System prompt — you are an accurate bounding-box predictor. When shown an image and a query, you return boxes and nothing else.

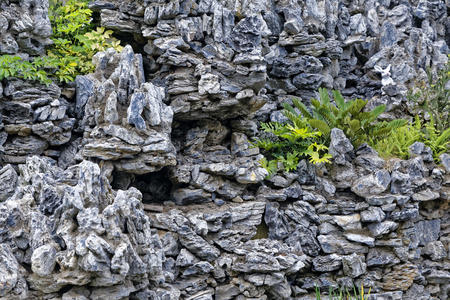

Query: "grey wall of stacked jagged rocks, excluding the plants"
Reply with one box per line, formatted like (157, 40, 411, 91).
(0, 0, 450, 300)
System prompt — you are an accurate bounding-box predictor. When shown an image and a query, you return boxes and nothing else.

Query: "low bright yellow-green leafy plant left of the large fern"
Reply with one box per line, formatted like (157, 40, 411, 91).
(253, 120, 331, 177)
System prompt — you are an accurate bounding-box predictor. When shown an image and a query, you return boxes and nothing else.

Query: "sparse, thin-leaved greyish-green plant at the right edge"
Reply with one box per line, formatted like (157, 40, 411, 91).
(407, 56, 450, 132)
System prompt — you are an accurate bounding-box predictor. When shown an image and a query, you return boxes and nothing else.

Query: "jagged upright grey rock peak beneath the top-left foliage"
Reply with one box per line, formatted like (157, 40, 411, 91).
(76, 46, 176, 174)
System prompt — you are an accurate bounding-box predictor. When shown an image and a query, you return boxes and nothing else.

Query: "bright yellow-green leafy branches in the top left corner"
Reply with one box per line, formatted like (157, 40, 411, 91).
(0, 0, 123, 85)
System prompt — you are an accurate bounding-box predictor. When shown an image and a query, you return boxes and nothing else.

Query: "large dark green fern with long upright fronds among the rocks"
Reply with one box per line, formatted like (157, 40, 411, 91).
(283, 88, 407, 147)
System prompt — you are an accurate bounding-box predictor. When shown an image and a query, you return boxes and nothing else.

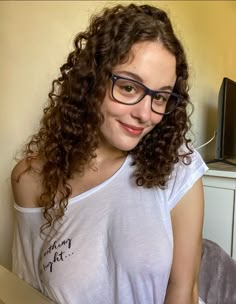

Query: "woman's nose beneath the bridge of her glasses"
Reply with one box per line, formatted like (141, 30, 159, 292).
(131, 95, 152, 122)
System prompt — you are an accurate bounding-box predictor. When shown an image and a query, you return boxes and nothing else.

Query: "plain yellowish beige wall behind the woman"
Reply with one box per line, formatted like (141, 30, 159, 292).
(0, 1, 236, 267)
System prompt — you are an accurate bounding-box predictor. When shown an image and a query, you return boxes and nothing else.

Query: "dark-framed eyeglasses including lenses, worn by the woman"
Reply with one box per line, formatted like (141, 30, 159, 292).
(111, 74, 183, 115)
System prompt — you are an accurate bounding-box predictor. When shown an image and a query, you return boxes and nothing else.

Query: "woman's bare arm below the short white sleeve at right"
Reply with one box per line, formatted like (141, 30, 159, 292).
(166, 179, 204, 304)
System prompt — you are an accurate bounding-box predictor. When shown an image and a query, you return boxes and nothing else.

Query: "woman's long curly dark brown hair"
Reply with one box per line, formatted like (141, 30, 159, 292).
(22, 4, 192, 227)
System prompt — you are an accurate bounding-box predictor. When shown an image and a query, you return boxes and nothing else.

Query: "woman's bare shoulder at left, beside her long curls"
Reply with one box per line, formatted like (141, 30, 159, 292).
(11, 159, 43, 208)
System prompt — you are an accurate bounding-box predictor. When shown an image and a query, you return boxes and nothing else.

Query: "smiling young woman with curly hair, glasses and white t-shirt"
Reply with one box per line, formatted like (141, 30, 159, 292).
(12, 4, 206, 304)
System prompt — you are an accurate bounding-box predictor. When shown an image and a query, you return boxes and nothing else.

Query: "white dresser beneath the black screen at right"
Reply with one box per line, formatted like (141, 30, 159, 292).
(203, 162, 236, 259)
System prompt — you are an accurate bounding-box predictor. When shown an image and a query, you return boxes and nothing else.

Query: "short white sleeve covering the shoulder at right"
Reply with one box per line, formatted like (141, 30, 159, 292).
(166, 150, 208, 210)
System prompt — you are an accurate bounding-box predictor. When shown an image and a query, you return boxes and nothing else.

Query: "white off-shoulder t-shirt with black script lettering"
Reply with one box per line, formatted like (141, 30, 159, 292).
(13, 151, 207, 304)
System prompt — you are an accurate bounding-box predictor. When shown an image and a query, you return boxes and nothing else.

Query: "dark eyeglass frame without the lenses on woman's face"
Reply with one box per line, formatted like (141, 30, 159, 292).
(110, 73, 183, 115)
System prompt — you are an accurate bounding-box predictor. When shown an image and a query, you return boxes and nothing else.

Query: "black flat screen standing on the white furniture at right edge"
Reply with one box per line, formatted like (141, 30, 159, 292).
(215, 77, 236, 165)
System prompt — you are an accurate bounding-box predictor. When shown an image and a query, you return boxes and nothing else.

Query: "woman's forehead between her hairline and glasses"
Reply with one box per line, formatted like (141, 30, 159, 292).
(113, 41, 176, 89)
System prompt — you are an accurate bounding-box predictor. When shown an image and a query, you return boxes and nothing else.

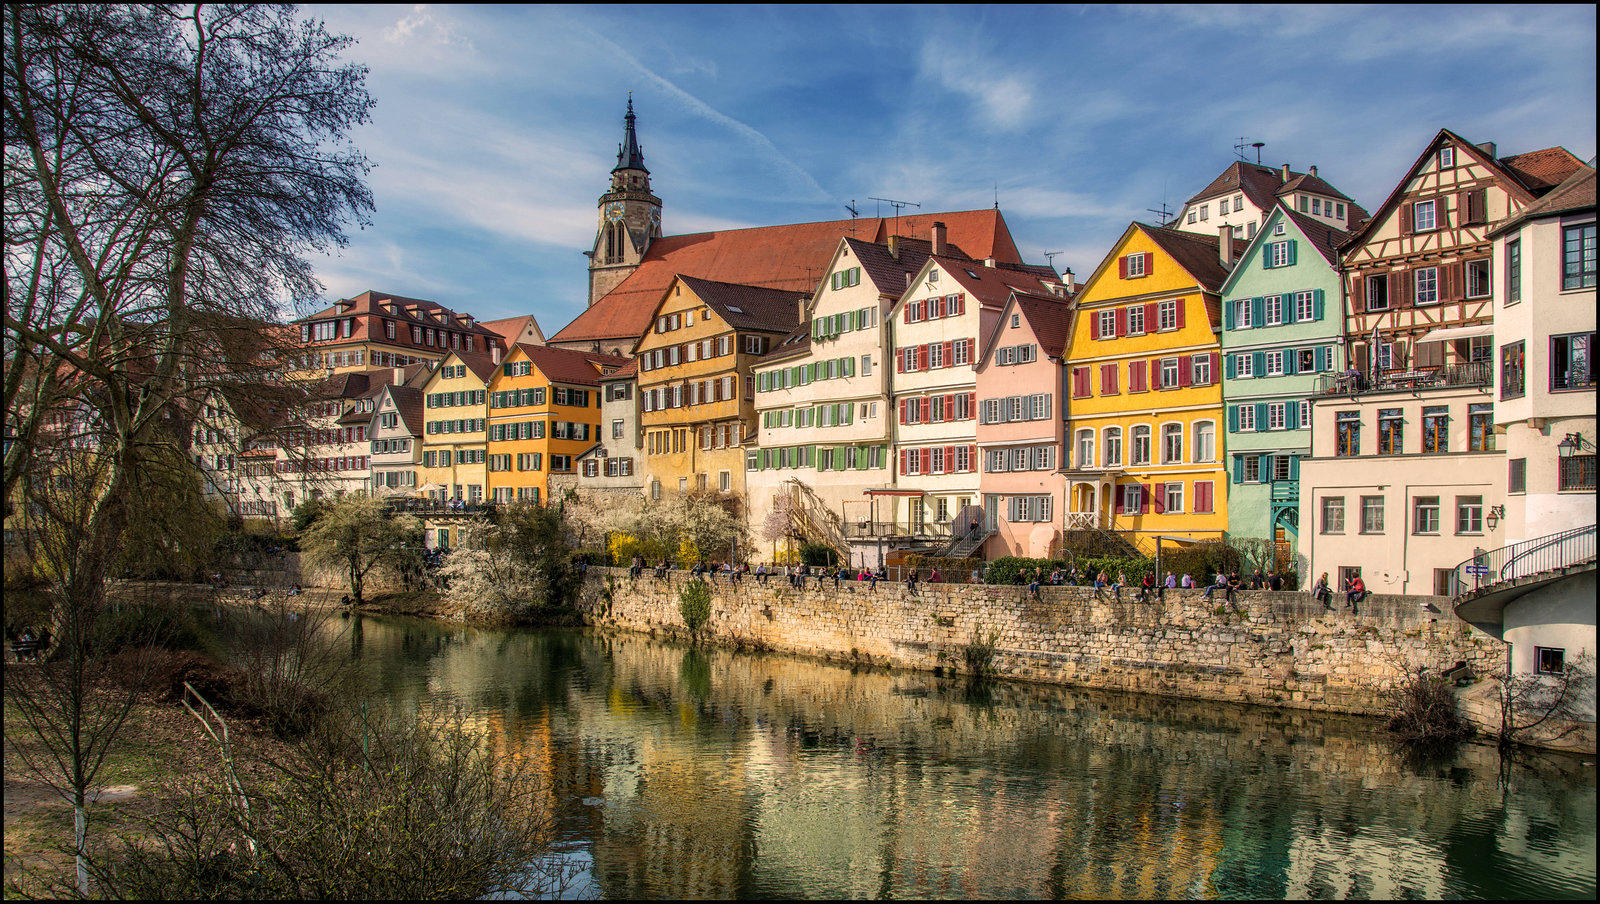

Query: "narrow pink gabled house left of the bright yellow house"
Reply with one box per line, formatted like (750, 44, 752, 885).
(978, 291, 1072, 558)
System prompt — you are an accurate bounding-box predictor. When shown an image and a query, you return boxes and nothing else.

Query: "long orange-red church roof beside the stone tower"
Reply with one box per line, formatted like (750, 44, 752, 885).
(550, 210, 1021, 344)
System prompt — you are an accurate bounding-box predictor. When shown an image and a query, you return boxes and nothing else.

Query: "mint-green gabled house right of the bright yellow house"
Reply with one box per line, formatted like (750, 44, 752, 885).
(1221, 200, 1349, 547)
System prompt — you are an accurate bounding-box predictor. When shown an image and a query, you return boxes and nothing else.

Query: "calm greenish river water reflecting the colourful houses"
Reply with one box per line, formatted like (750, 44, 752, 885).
(334, 618, 1595, 898)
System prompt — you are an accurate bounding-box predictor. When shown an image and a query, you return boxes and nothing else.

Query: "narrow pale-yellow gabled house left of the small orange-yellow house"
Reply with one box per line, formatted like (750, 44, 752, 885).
(418, 352, 494, 504)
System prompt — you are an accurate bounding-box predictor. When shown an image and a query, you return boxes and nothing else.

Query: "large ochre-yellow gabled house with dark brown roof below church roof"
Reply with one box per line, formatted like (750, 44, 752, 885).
(634, 275, 793, 499)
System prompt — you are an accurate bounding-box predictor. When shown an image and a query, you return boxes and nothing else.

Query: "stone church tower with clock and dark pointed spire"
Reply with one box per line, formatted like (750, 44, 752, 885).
(587, 93, 661, 306)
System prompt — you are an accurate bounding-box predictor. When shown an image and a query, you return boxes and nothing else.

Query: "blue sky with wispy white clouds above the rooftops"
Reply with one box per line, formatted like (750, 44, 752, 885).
(302, 5, 1595, 336)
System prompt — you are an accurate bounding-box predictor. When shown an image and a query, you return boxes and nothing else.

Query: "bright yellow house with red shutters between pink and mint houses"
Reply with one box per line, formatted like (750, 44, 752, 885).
(1066, 222, 1245, 552)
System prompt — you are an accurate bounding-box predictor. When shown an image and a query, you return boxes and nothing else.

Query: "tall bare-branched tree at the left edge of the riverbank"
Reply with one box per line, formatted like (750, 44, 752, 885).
(0, 5, 371, 894)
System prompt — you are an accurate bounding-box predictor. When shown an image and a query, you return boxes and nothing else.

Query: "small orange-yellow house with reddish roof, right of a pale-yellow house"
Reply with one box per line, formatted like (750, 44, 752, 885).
(485, 344, 627, 504)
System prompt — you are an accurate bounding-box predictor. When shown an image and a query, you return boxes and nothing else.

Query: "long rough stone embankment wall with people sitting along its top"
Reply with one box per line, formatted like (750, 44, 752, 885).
(582, 568, 1504, 715)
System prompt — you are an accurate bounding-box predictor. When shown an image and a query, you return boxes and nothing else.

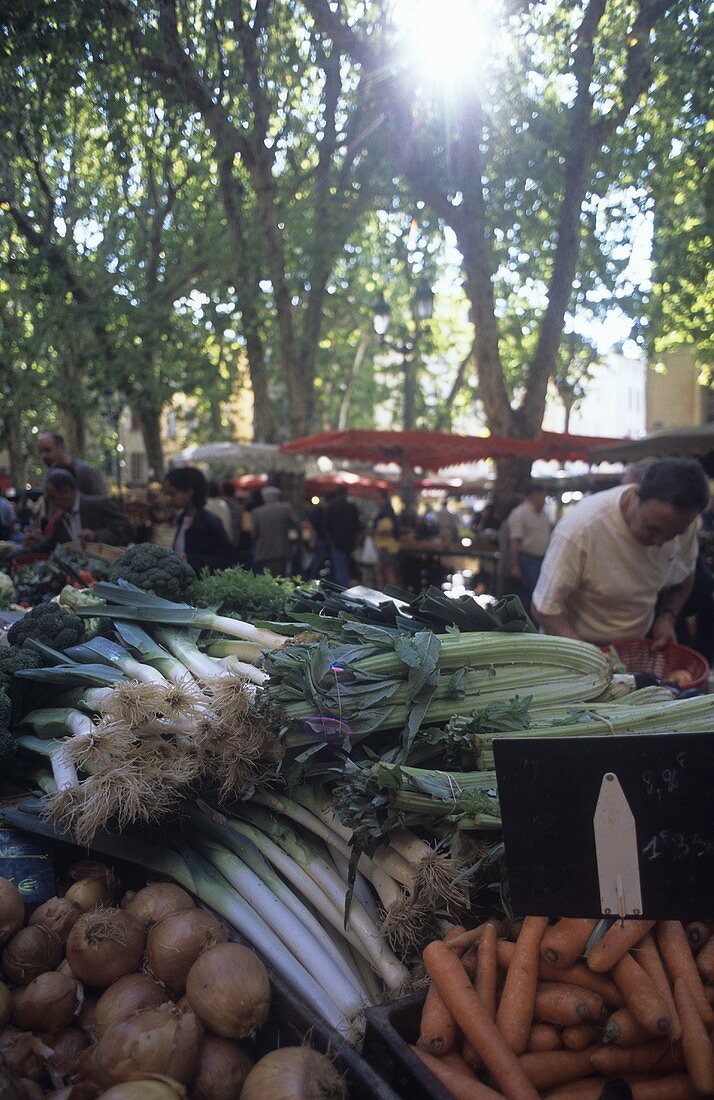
============
TASK DESCRIPTION
Repeat the data above exactly, but not the pictures.

ANSWER TO THE PROBLEM
System prompt — you are an accurate bounding-box predictor. When shown an image and a query, you return boxes and nothing else.


Query: "grey wall of stacked jagged rocks, excluding the plants"
Reply with one box per line, formatted like (157, 40, 411, 91).
(0, 0, 450, 300)
System prompt — you are an accurate bounding-box predictor. When shown an image and a query, you return boxes and nothing else.

Query: "low bright yellow-green leafy plant left of the large fern"
Reply with one box per line, formatted like (157, 40, 411, 91).
(253, 120, 331, 177)
System prompt — you are an accurate bounding-box predictor. When shown an image and a query, you return boxes and nothing else.

Query: "sparse, thin-leaved greyish-green plant at the right edge"
Reply with one box per line, formatted like (157, 40, 411, 91).
(407, 56, 450, 132)
System prompt — you are an accurate bounding-box predictor. When shown an image and a query, you return boxes and nothing else.

Query: "jagged upright grey rock peak beneath the top-left foliage"
Reply with one box per line, formatted like (157, 40, 411, 91).
(76, 46, 176, 174)
System prompt — you are an accurate bounding-box predictor. When shown an image and a query, you return boxes and nothing else.

Query: "bright yellow-green leafy branches in the top left corner"
Reply with one box per line, formatted like (157, 40, 411, 91).
(0, 0, 123, 85)
System prompt — you are an accurate bounding-box predictor. When shown an image and a query, you return boxes and nothing else.

Query: "large dark green fern with long upright fronds among the rocks"
Reply with one box per line, formatted like (157, 40, 411, 91).
(283, 88, 407, 147)
System prompt — you are an accurate bounding-box predictor. When shown an image and a query, you return boxes and nothing else.


Query: "woman's nose beneath the bridge of her glasses"
Reply with one box per line, formatted like (141, 30, 159, 292).
(131, 95, 152, 122)
System prompt — you are an accurate bounding-box predictor. When shown an image and a query, you return boxes and nothing else.

Query: "plain yellowish beige wall behind the woman"
Reply with one box per line, formatted like (141, 30, 159, 292).
(0, 1, 236, 267)
System prompt — you are an accurate bounding-box predictor. When shown an image and a query, you return boxes and nothing else.

Query: "dark-framed eyeglasses including lenses, worn by the woman"
Reply with one box per line, formatted like (141, 30, 159, 292).
(111, 74, 183, 115)
System prompt — you are an accurate bounding-box predictor. When shown an image and a query, you return boxes and nothing else.

Query: "woman's bare arm below the short white sleeve at right"
Reply with one box per line, formatted like (141, 30, 159, 292).
(166, 179, 204, 304)
System prompt — you are an accurate bounding-box predictor. When shown an image and a query, you return boxes and nothing else.

Query: "woman's long curly dark brown hair"
Reply with one box per line, formatted like (141, 30, 159, 292).
(22, 4, 192, 227)
System prompt — you are an accurate bounding-box predictor. When shown an image and a query, you return boxes and nothing else.

Query: "woman's bare shoulder at left, beside her long curls"
Reply with one box per line, formatted like (141, 30, 159, 292).
(11, 159, 43, 208)
System prompt — you are an accurate bounding-box predictor. When shown an image and a query, you return boxes and nothing else.

Query: "smiling young woman with curly hair, glasses and white t-shirt"
Reply with one box per line, formatted like (141, 30, 159, 292).
(12, 4, 206, 304)
System prompt — you are an accurate bounding-box predictor. When shown an image and a query, you return boxes and nothing else.

Query: "white dresser beneath the black screen at right"
Reply with one box per line, formatted like (141, 30, 159, 292).
(203, 162, 236, 259)
System prompt — you are an accurate bounding-box predictor. When shown an image and a query, you return boxes and nothing else.

Query: "short white sleeve covering the shoulder at right"
Reply with one box per line, formatted like (141, 30, 159, 292).
(166, 150, 208, 210)
System prompt — you are an accurate bounding-box predictor. When shown an image and a query, you return boxes and nothing else.

Query: "white off-shoulder t-shirt with black script lettering"
Reply with one box per line, formatted like (141, 30, 159, 292).
(13, 151, 207, 304)
System prompt — you are an accurate bounding-box predictor. When shown an image and a query, you return boxes and nothing else.

Query: "dark eyeglass frame without the lenses on woman's face"
Reply with one box per line, formatted like (141, 30, 159, 292).
(110, 73, 183, 115)
System prompt — you are an accurate bounding-box predictor. When shown an image and a query, you return boxes and nothing else.

Query: "black flat screen standing on the white furniture at right edge"
Reply with one box per line, formatted like (141, 30, 159, 292).
(215, 77, 236, 165)
System prompt — you are an accurate bounding-box predictor. When shown an image and a query, you return boxes and nothing else.

Query: "woman's forehead between her hairline and glasses"
Reply with one box per line, formatted like (141, 30, 159, 292).
(113, 41, 176, 89)
System prompt — you are an accurate bounding-box predictor. When shown an image and a query, you return boxes and nothing else.


Query: "narrow pink gabled house left of the bright yellow house"
Reply with one box per line, formatted like (750, 44, 752, 885).
(978, 291, 1072, 558)
System prompt — you are an accurate bounding-box predictor. When shown an image and a query, you return boxes and nothing else.

Query: "long orange-red church roof beside the stone tower"
Reply with one box per line, formatted like (750, 44, 752, 885).
(550, 210, 1021, 344)
System prompt — you are an accurate bounding-box predictor. When shown an image and a query, you return boxes and nothing else.

Query: "mint-green gabled house right of the bright yellow house"
Reply with one box per line, formatted like (750, 44, 752, 885).
(1221, 200, 1349, 547)
System prompt — you are an accurate bounding-box predictor. When shown an image and a query, you return boxes and nothing else.

Query: "calm greenish river water reflecting the colourful houses"
Reply with one box per line, formatted like (750, 44, 752, 885).
(334, 618, 1595, 898)
System prompt — you are an accurate bounding-box predictor. When shown an image and a query, you return boxes and nothing else.

Query: "narrow pale-yellow gabled house left of the small orange-yellow house"
Reply with one box per line, formatted like (750, 44, 752, 885).
(418, 352, 494, 504)
System prompt — you are an accurate bounding-box predictor. When shown an image and a query, you return boxes and nothing else.

Query: "large ochre-yellow gabled house with dark brown roof below church roof"
Reply with one box per line, formatted like (750, 44, 752, 885).
(634, 275, 793, 499)
System prompt — you are an accurate bounding-box predictor. When shown an image and a query, you return boxes and nothing else.

Query: "stone church tower with clock and dark pointed spire"
Reply with one box per line, formatted like (750, 44, 752, 885).
(587, 93, 661, 306)
System prompt — you are an accurate bounding-box predictor. When shown an image and a query, you return boxes and nothing else.

Query: "blue sky with wispy white clouds above the rooftops"
Reply with one box per line, formatted like (750, 44, 752, 885).
(302, 5, 1595, 336)
System prompt — you are an accurate bounding-box predictor. When shown an image and a query, you return boxes and nothing else.

Query: "bright yellow house with red shutters between pink and mint houses"
Reply with one box per line, formatted like (750, 44, 752, 885).
(1066, 222, 1245, 552)
System prompt — you are an accurate bounding-box predictor. When shown an image and a query, you return boxes and nothing else.

Query: "tall bare-branched tree at the left edge of the riverbank"
Reply with one box per line, formatted like (750, 44, 752, 885).
(0, 5, 371, 894)
System prompt — you are an accurate bounding-box predictor. When shown an image and a query, you return boxes and nothing else.

Query: "small orange-yellow house with reddish roof, right of a pale-yellow house"
Reply with one box per line, formatted like (750, 44, 752, 885).
(485, 344, 627, 504)
System prompt — you are an accurate bounding-box predictor. When shown an image and a query, you return boxes and nothing else.

Query: "long rough stone embankment wall with people sitting along its top"
Reply with one box per line, formatted like (750, 44, 752, 885).
(582, 568, 1504, 715)
System prompt — you are an accurate bounding-box predictor. When shown an image and a query, you return boxes and nothing else.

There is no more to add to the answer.